Top of PASSAGE SHOWN
TC = 0.853 + 0.040 X

(1)

Figure 2.

Relationship between transport cost and hauling distance.

Where (TC) is the transport cost ($/m³) and (X) is the hauling distance (km). The transport cost of 1.0 m³ RAP for 30 km is calculated as 0.853+0.04 * 30 (or $2.052/m³). The corresponding cost of transporting 1.0 m³ sand for 50 km is calculated as $2.853/m³. This makes the transport cost of 1.0 m³ of the blend (0.5 m³ RAP and 0.5 m³ sand) equal to $2.45/m³. Considering an additional cost of $ 0.27/m³ for mixing process at site, the overall unit cost of the RAP–sand blend becomes 0.97+2.45+0.27 or $3.69/m³. As can be noted, the hauling cost represented about 66% of total unit cost. This percentage, however, varies depending on the location of RAP and sand sources as well as the location where materials are blended. As previously mentioned, if the RAP is not used, it would have been disposed of at about 25 km away from site, with a transport cost of $1.85/m³. This means that there is an indirect saving of $ 0.93/m³ for the RAP–sand blend. This brings the unit cost down to $2.76/m³.

Cost Comparison

In this case study, the cost of RAP–sand blend was compared with that of the 15-cm conventional subbase layer considered for the service road mentioned above. The unit cost of conventional subbase is $7.76/m³. Since the quality of RAP–sand blend (CBR = 46.5%) is less than that of the conventional subbase (CBR = 60%), an equivalent thickness of RAP–sand layer is estimated based on the layer coefficient of each material. This was done in two steps. First, the resilient modulus (M_r) of each material was estimated using Equation 2, which was reported applicable over a wide range of CBR values ( 30 ):

M_{r} (psi) = 2555 CB R^{0.64}

(2)
Bottom of PASSAGE SHOWN
Top of DATA
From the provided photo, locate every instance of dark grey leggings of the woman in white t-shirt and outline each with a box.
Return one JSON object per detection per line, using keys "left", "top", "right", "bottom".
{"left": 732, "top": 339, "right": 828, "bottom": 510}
Bottom of DATA
* **TASK DIRECTIONS**
According to the cost passage, what is the unit cost of the conventional subbase?

* **ANSWER TO THE PROBLEM**
$7.76/m³